● TEXT SEGMENT
🚪 How to keep your users coming back
Frontdoor Finds - Issue 9
As builders, we spend a lot of time consuming knowledge on the web. At Frontdoor, we've built a personal librarian for the internet to help. Each week we pick a topic, and ask Frontdoor to curate 3 tweets, 2 articles and 1 book. Here's what we've dug up....
3️⃣ Tweets
1/ Mike Houck, on metrics to track
churn rate:
startups can't afford to have a leaky bucket
churn is the % of users or subscribers that left during a given period
it can be looked at per a day, week, month, or year for different types of businesses
churn rate = (starting users - ending users) / starting users
— Michael Houck 💡 (@callmehouck)
Aug 7, 2022
Mike Houck has a great thread where he goes through some of the most important metrics to track for startups. In this case the most important metric to track when trying to keep users coming back is churn rate. This is calculated using the formula shown in the tweet. The time frame you look at is completely dependant on your product e.g. a B2B SaaS product with a 3 month average sales cycle would look a far longer time period than a B2C social app.
2/ Nikita Bier on the cadence of returning users
If you’re building a social app and you’re not seeing recurring sessions on an hourly basis each day among some cohort of users, don’t waste another minute: throw everything out and go back to the drawing board.
— Nikita Bier (@nikitabier)
Jan 4, 2023
I enjoyed Nikita Biers tweet, explaining that you don't just need users coming back, you need them coming back regularly, especially in the context of a social app.
According to him, its not enough to have a high weekly active user number you need a high hourly active user number, otherwise its not working and you should pivot.
Im not 100% sure that I agree completely, apps like Breal are an obvious exception to this rule. But I think the core point is important - you need to keep users coming back, and regularly
3/ Eric Torenberg on employee retention
Growing companies introduce processes to reduce impact of any person leaving.
But that also makes it less interesting to work there, b/c by definition people want to work where they have a big impact.
The paradox: Actions meant to reduce impact of churn can lead to more churn.
— Erik Torenberg (@eriktorenberg)
May 25, 2021
This tweet is a little tangential, but its interesting so I wanted to include it. As a startup founder, employee churn is just as important as user churn. If you cant keep your employees, you operational efficiency will go down the toilet.

● DATA ROWS
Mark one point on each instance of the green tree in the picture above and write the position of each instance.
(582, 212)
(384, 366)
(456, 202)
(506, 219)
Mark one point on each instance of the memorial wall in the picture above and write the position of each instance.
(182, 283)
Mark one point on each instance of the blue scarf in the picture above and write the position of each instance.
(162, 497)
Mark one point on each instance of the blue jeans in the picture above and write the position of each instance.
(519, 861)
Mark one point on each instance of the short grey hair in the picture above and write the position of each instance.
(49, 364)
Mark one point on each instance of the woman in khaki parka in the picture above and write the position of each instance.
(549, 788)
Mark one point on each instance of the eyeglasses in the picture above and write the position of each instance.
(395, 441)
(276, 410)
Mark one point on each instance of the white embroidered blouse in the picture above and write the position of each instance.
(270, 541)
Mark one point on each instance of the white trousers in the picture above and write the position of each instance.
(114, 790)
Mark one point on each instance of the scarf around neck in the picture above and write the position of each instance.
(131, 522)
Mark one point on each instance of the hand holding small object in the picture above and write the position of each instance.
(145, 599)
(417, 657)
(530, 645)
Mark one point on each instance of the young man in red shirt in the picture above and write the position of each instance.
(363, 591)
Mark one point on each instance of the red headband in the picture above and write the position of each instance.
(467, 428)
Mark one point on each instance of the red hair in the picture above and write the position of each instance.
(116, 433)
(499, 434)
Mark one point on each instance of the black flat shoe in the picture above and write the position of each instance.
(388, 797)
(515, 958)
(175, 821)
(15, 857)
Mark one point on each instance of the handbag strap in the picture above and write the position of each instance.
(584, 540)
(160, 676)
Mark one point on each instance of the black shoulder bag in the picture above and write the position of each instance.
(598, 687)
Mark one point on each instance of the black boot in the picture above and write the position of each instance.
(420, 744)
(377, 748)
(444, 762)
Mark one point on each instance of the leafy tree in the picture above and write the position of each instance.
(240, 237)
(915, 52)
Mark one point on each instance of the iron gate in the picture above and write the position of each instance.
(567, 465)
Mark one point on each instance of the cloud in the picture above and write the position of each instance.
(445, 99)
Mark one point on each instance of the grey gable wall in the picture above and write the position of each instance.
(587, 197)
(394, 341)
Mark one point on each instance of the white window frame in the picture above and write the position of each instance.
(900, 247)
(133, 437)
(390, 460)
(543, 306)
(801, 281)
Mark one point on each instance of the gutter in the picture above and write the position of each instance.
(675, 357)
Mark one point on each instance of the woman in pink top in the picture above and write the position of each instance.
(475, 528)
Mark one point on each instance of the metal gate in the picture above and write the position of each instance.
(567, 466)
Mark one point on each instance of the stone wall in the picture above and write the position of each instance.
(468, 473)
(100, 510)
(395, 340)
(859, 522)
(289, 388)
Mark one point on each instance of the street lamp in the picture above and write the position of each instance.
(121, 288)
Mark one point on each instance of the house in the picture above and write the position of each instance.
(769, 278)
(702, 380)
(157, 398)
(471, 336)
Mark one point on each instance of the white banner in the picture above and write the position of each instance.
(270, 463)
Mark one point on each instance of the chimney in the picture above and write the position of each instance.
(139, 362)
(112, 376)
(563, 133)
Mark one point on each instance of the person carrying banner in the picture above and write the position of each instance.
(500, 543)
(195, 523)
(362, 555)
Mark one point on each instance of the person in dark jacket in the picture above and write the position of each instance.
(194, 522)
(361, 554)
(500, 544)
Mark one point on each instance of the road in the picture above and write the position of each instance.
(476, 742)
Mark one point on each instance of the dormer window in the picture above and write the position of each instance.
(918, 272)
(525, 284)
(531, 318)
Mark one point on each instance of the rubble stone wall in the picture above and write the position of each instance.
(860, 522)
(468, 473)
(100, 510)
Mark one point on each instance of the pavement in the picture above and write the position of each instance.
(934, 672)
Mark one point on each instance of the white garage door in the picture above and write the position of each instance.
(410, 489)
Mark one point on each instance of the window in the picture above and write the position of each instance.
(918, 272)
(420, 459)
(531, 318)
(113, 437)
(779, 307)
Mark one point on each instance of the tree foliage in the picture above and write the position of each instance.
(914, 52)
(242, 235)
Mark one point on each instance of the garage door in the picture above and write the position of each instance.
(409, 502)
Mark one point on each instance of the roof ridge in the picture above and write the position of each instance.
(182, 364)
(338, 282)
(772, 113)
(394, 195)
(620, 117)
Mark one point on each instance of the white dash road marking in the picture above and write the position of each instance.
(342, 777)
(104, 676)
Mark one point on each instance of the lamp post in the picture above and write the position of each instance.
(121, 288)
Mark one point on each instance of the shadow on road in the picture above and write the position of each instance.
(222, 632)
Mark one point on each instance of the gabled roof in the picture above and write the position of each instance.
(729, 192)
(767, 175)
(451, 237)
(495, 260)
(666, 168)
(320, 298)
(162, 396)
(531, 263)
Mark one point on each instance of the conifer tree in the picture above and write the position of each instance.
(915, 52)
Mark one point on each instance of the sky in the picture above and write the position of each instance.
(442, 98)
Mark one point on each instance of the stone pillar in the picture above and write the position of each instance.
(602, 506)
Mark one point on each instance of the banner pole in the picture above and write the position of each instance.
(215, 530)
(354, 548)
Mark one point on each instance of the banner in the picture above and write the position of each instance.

● REQUIRED WORK
a) From the Frontdoor Finds issue on keeping users coming back, retype the stretch from "Im not 100%" through "any person leaving.".
b) In the Frontdoor Finds issue on keeping users coming back, what does Frontdoor curate each week on the chosen topic?
c) Carry on the Frontdoor Finds issue on keeping users coming back from where it stops.

● RESPONSE LIST
a)
Im not 100% sure that I agree completely, apps like Breal are an obvious exception to this rule. But I think the core point is important - you need to keep users coming back, and regularly
3/ Eric Torenberg on employee retention
Growing companies introduce processes to reduce impact of any person leaving.

b) 3 tweets, 2 articles and 1 book.

c)
I don’t know what the solution to this problem is, but it did make me think, feel free to respond, would be interesting to hear more thoughts on this
2️⃣ Articles
1/ David Sacks: Individuals or teams?
🤖 Frontdoor Summary: In this article, David Sacks suggests that SaaS founders should prioritise team plans over individual plans due to their superior economics, larger deal sizes, higher retention rates, and upsell possibilities. Although individual plans can generate leads and help develop the product, their long-term revenue potential is limited. B2B SaaS companies should focus on team plans for compounding revenue, while utilising individual plans for specific purposes like lead generation or power user financing.
2/ Chris Dixon: Stickiness is bad in some cases
🤖Frontdoor Summary: Chris dixon states that on a website that captures value from advertising, Stickiness is a bad thing.
This is counterintuitive because entrepreneurs are always trying to increase the stickiness of products and reduce churn. The reason Chris thinks stickiness is bad, is because less people leaving the site, means less clicks on adverts. Since most adverts charge based on a cost per click mechanism, this reduces ad revenue. The example Chris gives is facebook vs google. Google is not sticky as user navigate there regularly then click away quickly. This is the opposite of facebook which has very few users click through quickly. This resulted in google having 30x the revenue at the time of writing.
1️⃣ Book
The Effortless Experience: Conquering the New Battleground for Customer Loyalty
This book, by Matthew Dixon, Nick Toman and Rick Delisi has some great frameworks for retaining users and keeping them happy, we have read through and included our favourite snippets .

Key Takeaways:
1/ Customer Effort Score (CES): The Effortless Experience introduces the concept of Customer Effort Score, a metric that measures the ease of interaction between customers and your business. High effort experiences are likely to result in disloyalty, while low effort experiences can lead to increased customer retention and loyalty.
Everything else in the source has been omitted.